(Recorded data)

|---|

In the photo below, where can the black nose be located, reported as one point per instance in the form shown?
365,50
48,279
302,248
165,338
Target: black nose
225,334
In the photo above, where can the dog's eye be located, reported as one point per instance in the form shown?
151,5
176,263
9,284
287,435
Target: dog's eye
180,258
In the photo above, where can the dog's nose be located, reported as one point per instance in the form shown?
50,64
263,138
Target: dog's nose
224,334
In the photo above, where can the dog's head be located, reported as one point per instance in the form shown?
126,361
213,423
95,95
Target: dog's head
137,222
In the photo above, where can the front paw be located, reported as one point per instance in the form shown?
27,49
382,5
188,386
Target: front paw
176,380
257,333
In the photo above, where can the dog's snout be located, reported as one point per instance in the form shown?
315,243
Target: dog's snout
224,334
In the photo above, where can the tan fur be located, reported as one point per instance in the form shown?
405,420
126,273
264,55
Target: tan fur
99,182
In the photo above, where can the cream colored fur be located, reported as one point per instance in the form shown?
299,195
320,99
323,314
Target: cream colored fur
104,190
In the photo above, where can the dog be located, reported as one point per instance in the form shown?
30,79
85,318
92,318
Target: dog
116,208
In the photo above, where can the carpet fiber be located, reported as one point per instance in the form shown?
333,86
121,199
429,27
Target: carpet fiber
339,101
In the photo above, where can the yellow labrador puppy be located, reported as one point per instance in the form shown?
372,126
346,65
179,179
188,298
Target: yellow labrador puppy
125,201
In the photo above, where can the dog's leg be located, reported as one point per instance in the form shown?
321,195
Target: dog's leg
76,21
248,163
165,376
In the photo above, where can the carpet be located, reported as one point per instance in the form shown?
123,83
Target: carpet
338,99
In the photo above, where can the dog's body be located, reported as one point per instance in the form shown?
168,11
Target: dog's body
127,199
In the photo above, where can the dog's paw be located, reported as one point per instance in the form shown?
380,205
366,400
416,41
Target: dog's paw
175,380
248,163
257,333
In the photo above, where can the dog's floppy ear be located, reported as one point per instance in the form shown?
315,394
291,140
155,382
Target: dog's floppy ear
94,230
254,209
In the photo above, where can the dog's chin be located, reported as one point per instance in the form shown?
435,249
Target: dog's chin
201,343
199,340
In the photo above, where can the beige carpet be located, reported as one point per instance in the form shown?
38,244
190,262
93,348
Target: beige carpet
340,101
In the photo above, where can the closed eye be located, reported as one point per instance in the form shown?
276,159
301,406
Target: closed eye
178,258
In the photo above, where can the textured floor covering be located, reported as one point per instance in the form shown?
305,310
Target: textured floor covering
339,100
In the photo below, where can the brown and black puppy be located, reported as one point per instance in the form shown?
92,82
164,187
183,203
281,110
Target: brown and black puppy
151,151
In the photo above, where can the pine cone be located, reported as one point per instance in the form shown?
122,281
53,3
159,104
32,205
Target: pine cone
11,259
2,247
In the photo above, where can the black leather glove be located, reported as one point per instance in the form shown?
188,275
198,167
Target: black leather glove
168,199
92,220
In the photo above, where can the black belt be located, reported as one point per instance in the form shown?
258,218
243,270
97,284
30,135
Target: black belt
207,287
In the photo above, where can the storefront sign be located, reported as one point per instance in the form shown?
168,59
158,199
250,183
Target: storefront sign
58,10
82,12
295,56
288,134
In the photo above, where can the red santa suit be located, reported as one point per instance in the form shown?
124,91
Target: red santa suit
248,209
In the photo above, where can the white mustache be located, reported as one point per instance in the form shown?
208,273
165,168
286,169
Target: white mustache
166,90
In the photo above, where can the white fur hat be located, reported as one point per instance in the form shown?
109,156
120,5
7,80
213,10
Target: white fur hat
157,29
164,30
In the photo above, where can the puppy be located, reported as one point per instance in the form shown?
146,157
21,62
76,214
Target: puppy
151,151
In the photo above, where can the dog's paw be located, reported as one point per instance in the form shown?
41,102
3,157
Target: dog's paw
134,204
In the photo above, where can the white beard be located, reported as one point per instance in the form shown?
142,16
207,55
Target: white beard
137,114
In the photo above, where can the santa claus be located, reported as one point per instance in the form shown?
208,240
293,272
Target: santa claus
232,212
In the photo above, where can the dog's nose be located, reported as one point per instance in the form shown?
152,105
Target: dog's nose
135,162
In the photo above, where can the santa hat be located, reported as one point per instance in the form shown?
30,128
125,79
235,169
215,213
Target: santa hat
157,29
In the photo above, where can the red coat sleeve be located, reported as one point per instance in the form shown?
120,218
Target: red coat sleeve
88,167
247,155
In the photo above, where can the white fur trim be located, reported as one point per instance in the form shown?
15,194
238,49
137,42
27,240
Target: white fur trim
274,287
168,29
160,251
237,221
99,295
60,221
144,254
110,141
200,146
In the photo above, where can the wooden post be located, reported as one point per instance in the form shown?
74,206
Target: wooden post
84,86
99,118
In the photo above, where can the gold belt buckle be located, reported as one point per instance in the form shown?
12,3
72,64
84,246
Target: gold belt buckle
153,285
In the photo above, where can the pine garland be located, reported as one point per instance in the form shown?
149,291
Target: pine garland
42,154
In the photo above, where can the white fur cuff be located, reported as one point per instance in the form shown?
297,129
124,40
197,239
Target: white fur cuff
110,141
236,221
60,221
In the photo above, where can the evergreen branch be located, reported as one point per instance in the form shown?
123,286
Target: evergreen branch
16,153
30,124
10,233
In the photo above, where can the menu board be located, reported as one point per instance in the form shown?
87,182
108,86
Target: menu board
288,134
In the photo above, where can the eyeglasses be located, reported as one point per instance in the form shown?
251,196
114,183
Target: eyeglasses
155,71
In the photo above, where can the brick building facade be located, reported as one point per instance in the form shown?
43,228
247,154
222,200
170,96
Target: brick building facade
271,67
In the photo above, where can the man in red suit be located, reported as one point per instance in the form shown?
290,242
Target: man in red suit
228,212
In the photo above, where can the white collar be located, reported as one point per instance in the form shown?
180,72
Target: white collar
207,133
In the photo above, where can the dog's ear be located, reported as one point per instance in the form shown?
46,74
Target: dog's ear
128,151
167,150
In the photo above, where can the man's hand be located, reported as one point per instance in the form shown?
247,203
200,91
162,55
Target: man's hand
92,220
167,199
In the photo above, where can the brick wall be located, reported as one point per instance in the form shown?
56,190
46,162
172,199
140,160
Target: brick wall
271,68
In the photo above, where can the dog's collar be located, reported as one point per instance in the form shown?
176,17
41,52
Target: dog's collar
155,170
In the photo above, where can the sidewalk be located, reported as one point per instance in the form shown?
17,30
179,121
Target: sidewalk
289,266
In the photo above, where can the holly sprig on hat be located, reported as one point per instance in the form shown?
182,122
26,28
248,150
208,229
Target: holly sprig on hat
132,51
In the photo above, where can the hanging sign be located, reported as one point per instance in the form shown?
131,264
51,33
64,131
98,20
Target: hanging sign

|---|

To do:
Determine how many lines of the data above contain the string "hanging", and answer with the number only.

Problem solution:
2